### [Exercise data]
********

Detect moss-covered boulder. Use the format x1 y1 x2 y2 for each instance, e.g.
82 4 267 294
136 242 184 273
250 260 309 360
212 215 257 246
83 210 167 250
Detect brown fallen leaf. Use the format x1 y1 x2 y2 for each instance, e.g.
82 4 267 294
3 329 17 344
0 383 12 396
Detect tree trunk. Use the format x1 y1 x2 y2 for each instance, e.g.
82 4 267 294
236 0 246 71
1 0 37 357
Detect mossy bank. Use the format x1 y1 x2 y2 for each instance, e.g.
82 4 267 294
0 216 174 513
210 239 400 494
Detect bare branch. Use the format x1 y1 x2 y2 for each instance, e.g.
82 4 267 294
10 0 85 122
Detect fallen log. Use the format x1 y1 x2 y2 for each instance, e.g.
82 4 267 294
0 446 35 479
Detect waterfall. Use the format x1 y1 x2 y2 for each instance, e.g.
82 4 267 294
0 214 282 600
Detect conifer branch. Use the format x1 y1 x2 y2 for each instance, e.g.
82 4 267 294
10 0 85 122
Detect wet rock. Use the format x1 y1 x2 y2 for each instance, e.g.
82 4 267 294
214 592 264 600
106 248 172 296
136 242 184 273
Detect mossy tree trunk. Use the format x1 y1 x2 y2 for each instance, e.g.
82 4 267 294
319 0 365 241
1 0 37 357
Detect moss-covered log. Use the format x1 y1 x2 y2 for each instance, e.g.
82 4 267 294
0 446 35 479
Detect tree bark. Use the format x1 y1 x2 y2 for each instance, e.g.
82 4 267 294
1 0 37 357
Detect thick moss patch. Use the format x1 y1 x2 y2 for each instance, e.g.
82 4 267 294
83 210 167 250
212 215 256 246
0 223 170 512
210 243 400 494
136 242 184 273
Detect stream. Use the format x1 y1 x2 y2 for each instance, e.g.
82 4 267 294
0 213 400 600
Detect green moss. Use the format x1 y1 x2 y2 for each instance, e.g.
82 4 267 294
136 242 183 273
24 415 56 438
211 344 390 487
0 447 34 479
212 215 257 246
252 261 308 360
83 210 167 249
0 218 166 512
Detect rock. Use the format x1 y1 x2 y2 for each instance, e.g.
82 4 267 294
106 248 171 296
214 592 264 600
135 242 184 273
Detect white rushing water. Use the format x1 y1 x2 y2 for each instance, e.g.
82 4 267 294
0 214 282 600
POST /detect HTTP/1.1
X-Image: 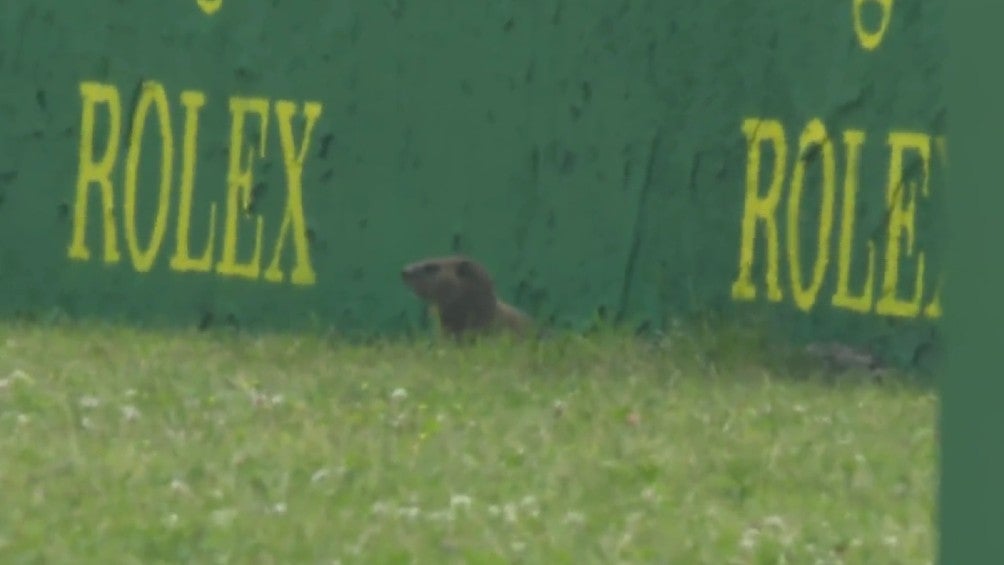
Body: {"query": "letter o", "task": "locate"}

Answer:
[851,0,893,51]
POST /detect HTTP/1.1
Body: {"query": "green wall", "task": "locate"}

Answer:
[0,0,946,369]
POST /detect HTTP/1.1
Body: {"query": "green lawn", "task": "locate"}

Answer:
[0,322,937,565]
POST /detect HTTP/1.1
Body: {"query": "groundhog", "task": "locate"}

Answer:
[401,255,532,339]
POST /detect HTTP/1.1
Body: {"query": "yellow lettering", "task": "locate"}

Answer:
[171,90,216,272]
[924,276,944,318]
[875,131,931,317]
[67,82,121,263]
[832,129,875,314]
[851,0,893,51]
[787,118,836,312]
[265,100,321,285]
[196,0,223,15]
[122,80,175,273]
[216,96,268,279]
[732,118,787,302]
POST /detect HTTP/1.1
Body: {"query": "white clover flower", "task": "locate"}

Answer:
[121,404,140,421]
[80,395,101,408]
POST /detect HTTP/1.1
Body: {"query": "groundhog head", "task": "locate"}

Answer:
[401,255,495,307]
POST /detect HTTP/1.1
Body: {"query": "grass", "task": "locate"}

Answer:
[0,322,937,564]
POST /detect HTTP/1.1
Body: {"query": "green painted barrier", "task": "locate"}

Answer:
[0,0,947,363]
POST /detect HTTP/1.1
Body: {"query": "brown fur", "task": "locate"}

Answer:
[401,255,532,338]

********

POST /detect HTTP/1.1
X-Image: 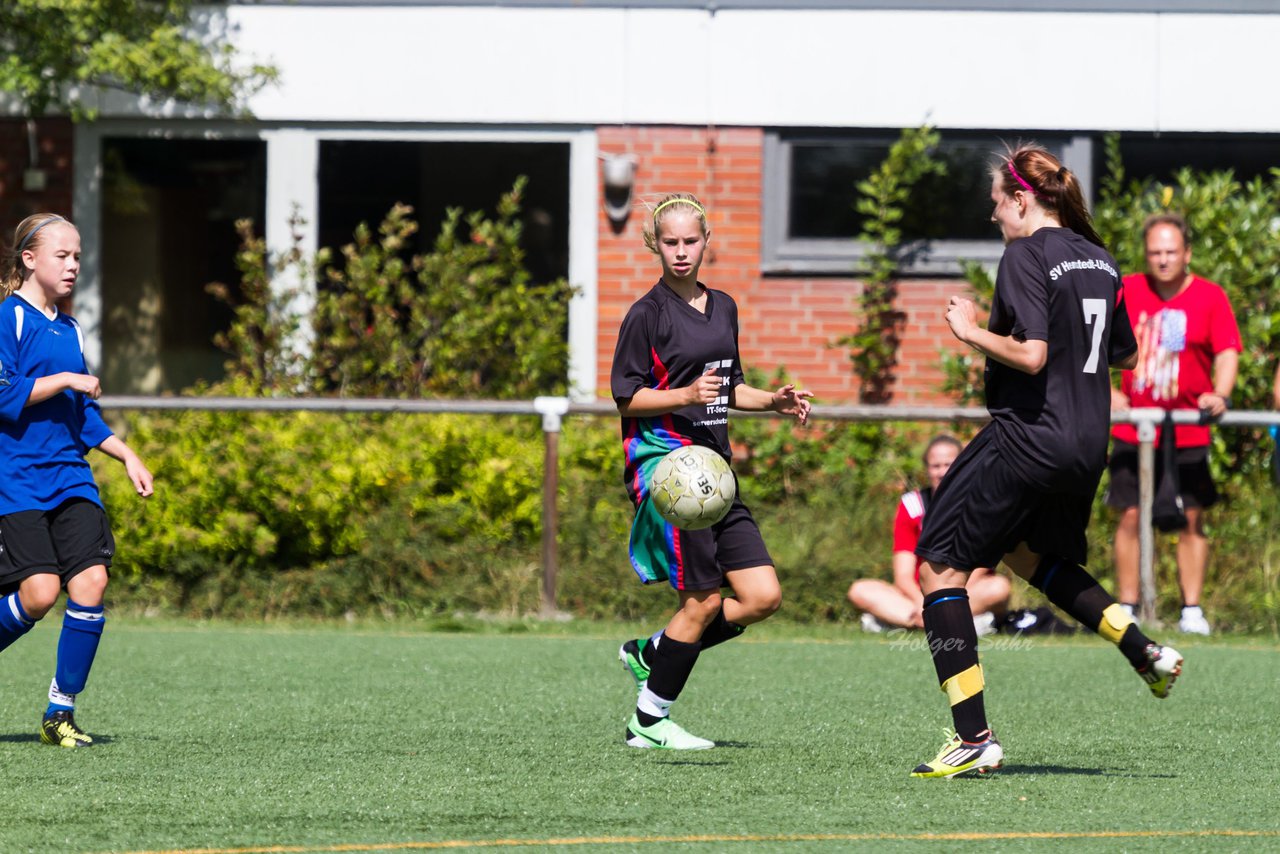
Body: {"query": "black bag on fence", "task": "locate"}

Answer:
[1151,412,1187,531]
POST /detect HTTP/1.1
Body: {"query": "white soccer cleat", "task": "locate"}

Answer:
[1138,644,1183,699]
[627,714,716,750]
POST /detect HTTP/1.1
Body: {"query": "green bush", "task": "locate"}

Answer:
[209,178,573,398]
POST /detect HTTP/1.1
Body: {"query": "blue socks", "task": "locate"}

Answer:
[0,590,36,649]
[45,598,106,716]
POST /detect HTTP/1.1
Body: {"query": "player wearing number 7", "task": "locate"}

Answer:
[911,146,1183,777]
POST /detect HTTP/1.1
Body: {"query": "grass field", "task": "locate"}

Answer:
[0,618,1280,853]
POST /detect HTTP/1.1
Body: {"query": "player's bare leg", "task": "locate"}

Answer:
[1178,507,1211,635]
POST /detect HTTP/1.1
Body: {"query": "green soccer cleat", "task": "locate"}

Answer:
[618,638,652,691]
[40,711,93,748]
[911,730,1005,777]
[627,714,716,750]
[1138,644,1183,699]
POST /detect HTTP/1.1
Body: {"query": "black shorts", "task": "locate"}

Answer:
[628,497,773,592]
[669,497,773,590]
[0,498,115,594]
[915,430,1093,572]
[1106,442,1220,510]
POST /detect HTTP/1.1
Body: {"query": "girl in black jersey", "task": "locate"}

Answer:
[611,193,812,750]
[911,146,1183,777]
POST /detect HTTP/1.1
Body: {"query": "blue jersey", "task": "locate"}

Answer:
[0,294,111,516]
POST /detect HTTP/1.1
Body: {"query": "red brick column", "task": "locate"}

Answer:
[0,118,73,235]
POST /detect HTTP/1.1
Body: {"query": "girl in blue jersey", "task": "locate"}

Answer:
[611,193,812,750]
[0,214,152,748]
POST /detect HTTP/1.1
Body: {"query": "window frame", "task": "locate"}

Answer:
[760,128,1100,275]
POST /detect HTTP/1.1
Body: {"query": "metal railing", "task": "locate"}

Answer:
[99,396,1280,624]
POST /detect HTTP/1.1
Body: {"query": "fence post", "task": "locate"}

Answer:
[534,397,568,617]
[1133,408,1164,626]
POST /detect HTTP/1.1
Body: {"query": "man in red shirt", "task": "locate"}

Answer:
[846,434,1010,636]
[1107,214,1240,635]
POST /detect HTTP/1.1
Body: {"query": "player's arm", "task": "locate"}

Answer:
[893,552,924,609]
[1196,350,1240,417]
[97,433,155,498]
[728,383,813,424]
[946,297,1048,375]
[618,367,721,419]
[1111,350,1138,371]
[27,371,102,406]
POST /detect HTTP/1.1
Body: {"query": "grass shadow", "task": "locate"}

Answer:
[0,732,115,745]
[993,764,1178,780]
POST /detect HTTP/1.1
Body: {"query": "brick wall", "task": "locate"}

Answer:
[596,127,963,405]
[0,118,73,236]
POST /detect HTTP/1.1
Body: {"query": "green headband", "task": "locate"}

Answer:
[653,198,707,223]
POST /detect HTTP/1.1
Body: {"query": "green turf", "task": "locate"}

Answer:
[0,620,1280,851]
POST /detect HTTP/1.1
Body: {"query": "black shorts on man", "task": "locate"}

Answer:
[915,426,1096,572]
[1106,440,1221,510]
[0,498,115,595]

********

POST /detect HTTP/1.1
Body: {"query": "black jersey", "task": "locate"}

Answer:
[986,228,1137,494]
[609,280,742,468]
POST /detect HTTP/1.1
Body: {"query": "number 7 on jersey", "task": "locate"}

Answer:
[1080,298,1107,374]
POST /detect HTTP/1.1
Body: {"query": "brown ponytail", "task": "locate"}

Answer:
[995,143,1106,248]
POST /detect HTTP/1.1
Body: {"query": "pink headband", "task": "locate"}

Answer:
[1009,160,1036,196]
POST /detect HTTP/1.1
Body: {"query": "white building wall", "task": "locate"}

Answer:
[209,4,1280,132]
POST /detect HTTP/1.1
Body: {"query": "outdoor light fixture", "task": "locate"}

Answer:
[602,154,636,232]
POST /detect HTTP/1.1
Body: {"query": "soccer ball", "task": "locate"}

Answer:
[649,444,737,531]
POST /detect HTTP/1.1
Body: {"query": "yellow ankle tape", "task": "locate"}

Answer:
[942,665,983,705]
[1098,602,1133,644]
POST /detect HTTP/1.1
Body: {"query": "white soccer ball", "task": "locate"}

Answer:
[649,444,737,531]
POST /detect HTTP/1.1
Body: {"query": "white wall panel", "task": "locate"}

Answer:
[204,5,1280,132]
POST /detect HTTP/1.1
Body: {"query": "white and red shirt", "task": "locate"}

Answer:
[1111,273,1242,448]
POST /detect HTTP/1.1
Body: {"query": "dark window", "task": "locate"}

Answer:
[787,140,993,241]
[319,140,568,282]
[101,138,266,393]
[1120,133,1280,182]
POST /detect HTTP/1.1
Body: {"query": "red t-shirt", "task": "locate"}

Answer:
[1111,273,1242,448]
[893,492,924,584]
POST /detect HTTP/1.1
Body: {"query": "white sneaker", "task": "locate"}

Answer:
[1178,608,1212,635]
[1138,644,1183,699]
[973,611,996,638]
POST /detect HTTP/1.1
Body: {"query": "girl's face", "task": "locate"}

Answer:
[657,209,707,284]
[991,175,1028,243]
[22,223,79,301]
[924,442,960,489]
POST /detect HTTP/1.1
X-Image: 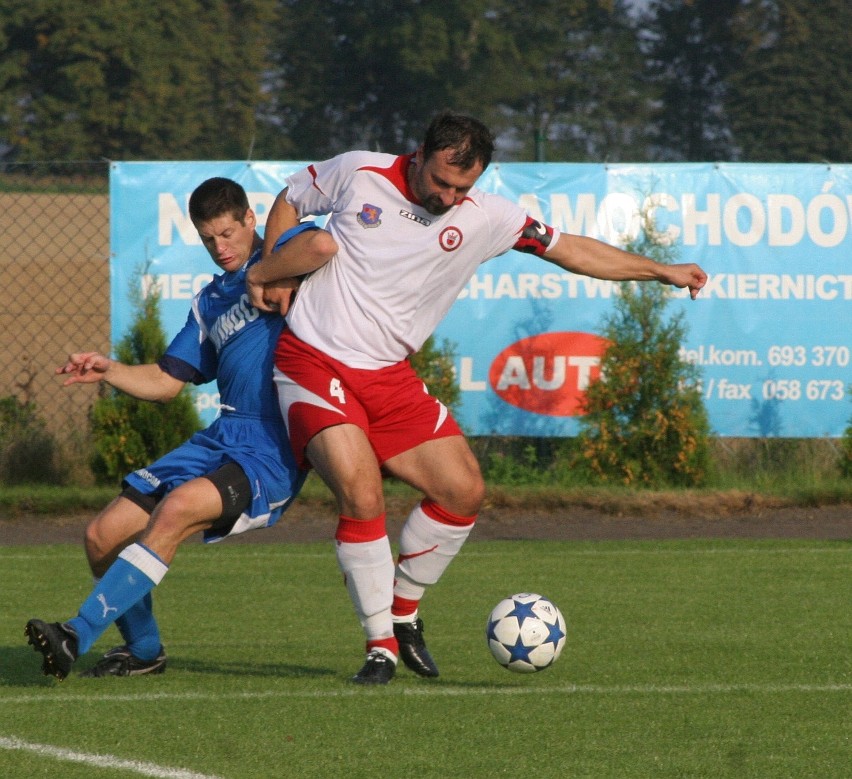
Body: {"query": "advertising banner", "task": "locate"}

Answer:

********

### [Exercise goal]
Reproduce the part that opens with the line containing "Detect moss-covered boulder." and closes with the line containing "0 383 12 396", both lines included, keeping the requests unaltered. Multiply every bounding-box coordinate in the answers by 1.95 and round each result to a whole number, rounding halves up, while leaving the sample coordinates in the format instructions untouched.

### [Answer to the exercise]
Detect moss-covered boulder. Use the format x1 y1 x2 y2 for each instance, e.g.
82 4 267 294
265 472 359 532
488 507 603 702
413 419 501 480
162 410 326 488
Detect brown fallen leaf. Use the format x1 y1 x2 y2 for each instance, e.g.
82 4 267 294
6 642 33 671
0 747 23 772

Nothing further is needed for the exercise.